Required action: Show every line in the entries below where the word "cloud" appears.

Items listed in a dataset:
#####

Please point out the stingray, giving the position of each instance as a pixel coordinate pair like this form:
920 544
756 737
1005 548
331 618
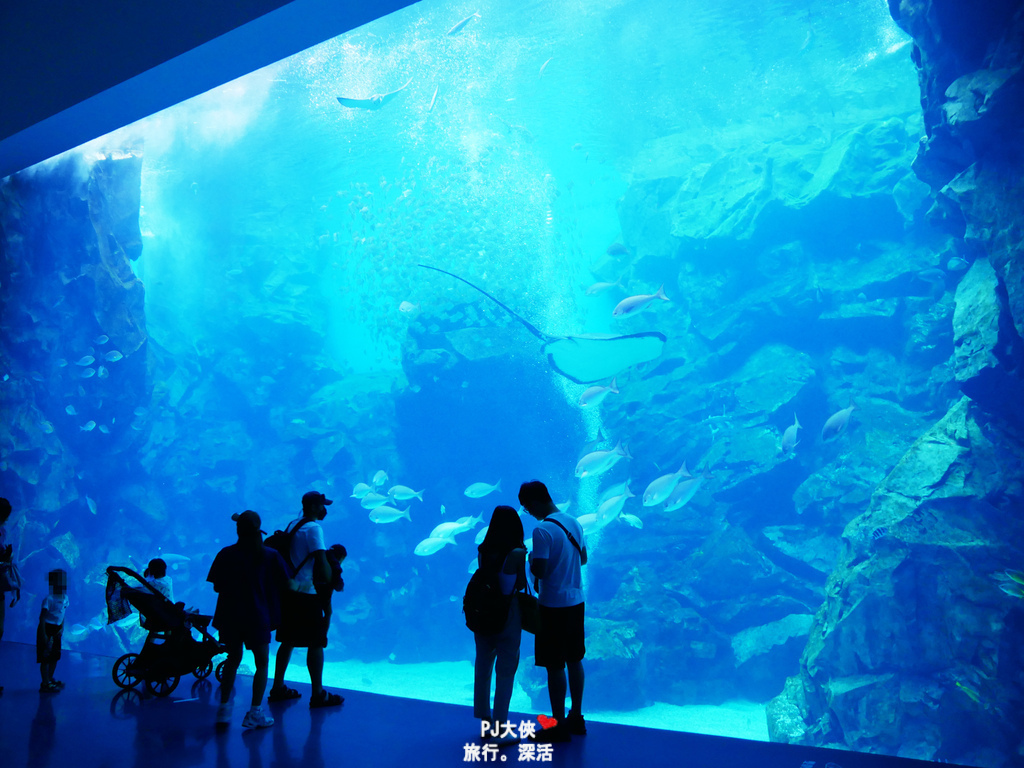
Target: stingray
589 357
375 101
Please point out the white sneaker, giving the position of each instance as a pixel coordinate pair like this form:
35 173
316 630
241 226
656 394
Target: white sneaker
256 718
224 713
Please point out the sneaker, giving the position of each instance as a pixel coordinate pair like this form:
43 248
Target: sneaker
256 718
224 713
555 734
577 725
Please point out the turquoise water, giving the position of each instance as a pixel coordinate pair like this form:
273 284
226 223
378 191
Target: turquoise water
295 344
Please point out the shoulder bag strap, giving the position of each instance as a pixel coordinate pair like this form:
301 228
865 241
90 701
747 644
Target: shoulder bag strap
571 538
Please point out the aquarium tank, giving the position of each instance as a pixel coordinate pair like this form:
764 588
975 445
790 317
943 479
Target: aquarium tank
741 283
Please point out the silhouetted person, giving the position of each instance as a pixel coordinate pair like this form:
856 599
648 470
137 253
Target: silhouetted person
9 580
559 551
305 614
249 580
50 630
503 559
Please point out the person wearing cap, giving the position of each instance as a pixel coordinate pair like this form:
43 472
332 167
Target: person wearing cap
305 614
249 580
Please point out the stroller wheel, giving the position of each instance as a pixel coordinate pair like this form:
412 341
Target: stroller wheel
164 686
123 674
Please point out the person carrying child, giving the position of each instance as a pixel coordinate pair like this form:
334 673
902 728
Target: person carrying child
50 630
249 579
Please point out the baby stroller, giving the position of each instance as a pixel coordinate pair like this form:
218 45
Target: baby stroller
170 649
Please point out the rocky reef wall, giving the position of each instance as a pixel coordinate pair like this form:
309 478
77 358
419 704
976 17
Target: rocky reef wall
915 650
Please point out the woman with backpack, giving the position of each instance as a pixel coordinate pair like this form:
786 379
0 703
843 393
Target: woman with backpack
502 564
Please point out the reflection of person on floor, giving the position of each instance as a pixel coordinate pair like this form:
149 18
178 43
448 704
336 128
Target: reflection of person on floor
502 558
304 613
9 580
50 630
249 579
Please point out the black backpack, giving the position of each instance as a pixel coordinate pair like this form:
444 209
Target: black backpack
282 542
485 607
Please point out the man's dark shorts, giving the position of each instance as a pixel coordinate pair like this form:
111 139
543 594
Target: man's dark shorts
560 638
302 622
48 642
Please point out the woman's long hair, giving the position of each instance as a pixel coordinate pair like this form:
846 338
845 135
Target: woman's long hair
504 535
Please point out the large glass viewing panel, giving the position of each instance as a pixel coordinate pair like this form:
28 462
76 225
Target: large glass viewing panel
685 226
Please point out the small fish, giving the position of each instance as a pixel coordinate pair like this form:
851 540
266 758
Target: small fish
611 508
790 440
592 396
838 422
660 488
458 28
601 461
638 303
480 489
431 545
446 530
384 514
1013 589
403 493
685 491
373 500
971 692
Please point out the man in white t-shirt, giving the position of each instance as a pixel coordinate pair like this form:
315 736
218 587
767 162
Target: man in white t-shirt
304 614
559 552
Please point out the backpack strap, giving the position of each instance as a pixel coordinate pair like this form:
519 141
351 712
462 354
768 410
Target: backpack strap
291 538
571 538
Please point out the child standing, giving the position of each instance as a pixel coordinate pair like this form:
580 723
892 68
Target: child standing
50 630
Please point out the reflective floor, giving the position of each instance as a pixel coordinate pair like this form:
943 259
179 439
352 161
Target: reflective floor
94 723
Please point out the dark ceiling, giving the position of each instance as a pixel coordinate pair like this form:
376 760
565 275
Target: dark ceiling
74 71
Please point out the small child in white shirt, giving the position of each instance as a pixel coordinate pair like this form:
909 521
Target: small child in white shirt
50 630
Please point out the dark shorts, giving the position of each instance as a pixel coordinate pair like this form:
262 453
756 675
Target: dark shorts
251 638
303 624
48 643
560 636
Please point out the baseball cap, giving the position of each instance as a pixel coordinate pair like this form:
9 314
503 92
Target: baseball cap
314 497
249 519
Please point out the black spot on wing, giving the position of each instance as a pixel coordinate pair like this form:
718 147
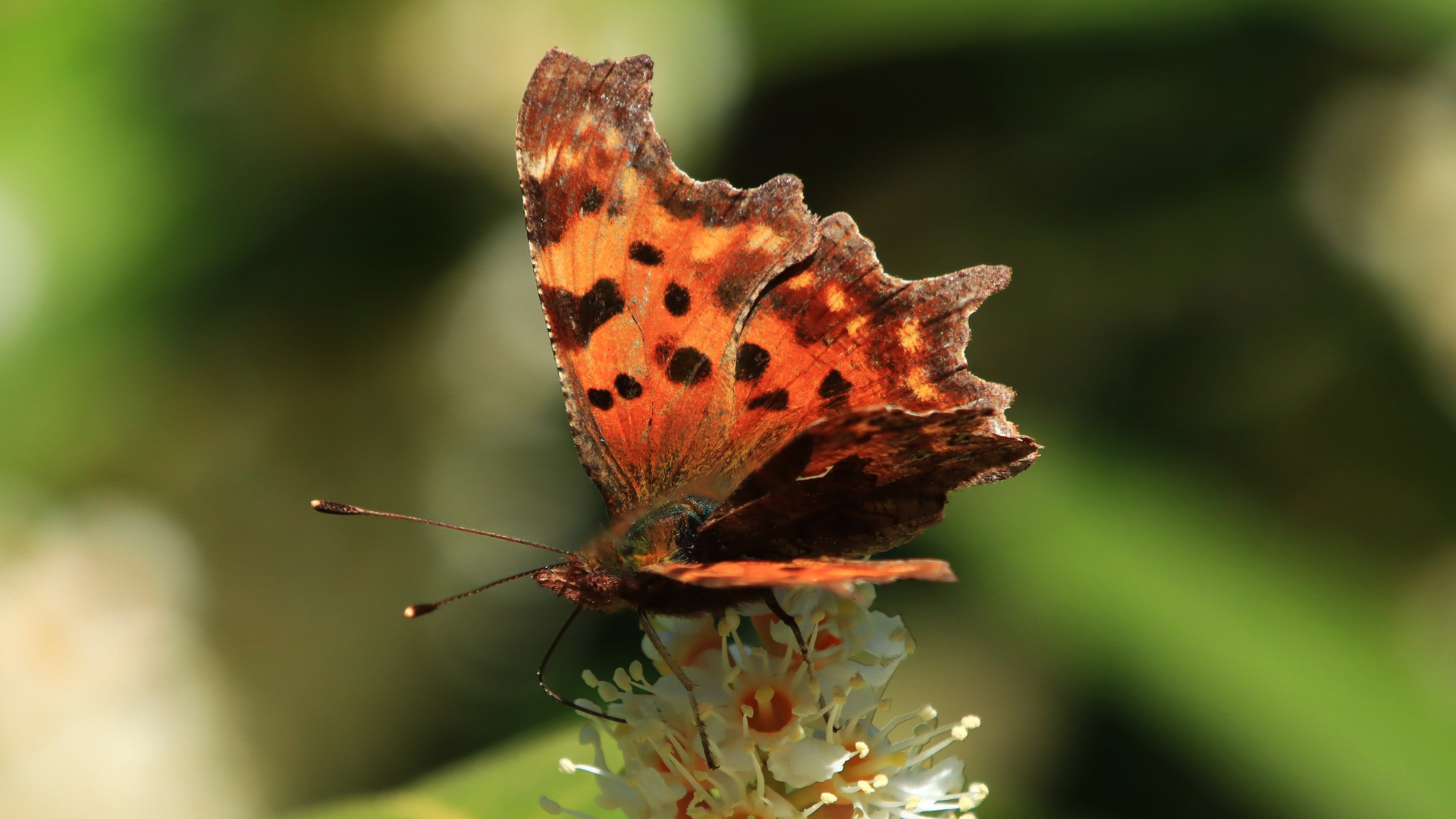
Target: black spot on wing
753 360
835 390
545 222
592 200
599 305
688 366
677 299
775 401
645 254
628 387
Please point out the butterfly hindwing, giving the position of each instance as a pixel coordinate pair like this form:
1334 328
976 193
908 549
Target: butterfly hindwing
862 482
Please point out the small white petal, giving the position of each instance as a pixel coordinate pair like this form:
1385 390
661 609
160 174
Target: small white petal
807 761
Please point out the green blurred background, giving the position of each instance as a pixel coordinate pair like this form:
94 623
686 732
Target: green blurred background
256 253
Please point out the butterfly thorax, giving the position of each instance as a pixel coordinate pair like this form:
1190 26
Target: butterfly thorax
664 534
604 575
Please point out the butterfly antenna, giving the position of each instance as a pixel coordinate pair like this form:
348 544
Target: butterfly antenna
331 507
419 610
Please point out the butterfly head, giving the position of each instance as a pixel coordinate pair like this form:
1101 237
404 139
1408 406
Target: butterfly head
601 575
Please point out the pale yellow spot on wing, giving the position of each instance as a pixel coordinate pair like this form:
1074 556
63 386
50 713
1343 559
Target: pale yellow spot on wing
628 186
919 387
710 242
910 335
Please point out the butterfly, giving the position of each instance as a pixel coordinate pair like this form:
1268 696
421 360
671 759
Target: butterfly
758 401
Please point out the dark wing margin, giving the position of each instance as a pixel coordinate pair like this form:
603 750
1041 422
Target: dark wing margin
861 483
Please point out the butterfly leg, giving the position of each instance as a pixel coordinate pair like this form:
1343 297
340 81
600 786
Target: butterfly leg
772 601
541 670
688 684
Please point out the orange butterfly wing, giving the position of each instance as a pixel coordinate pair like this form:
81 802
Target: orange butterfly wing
701 328
830 575
645 276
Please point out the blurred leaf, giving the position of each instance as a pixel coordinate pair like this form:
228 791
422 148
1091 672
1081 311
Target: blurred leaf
506 783
795 36
1218 626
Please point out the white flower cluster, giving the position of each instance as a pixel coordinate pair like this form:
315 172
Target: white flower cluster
789 742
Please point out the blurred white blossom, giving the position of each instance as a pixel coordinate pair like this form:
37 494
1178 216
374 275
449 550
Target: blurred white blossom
108 703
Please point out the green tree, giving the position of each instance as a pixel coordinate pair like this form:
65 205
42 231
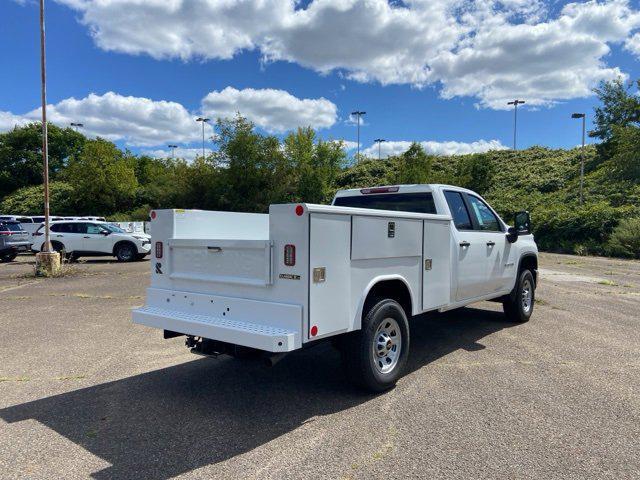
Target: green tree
414 165
21 154
30 200
103 178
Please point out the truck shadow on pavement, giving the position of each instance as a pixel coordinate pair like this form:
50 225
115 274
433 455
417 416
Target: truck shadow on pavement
170 421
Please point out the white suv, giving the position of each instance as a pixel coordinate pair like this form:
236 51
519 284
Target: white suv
80 238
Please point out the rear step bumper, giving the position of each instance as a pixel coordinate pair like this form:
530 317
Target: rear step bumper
192 316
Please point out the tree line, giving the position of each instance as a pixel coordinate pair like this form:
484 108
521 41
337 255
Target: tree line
250 170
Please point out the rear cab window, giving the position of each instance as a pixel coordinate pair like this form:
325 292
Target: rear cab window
416 202
458 208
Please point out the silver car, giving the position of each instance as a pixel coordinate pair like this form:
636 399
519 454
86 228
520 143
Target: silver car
13 240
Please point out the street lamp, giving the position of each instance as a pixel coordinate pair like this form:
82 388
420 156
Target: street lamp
358 114
515 104
203 120
379 142
584 121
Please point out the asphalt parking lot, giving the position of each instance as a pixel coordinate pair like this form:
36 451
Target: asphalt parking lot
86 394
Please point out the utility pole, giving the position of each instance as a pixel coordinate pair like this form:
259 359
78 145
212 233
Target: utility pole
45 145
203 120
379 142
358 114
515 104
584 126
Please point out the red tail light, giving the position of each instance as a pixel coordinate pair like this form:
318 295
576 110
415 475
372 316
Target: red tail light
289 255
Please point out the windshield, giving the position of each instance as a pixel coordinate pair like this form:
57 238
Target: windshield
112 228
421 202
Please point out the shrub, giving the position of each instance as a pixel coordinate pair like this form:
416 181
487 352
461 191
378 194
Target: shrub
625 239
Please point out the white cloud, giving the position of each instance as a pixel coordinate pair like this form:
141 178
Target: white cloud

#####

Answer area:
Please point out the white cloud, giving the position of each instance as a pixel coordinate pair like this form:
Target: white cloud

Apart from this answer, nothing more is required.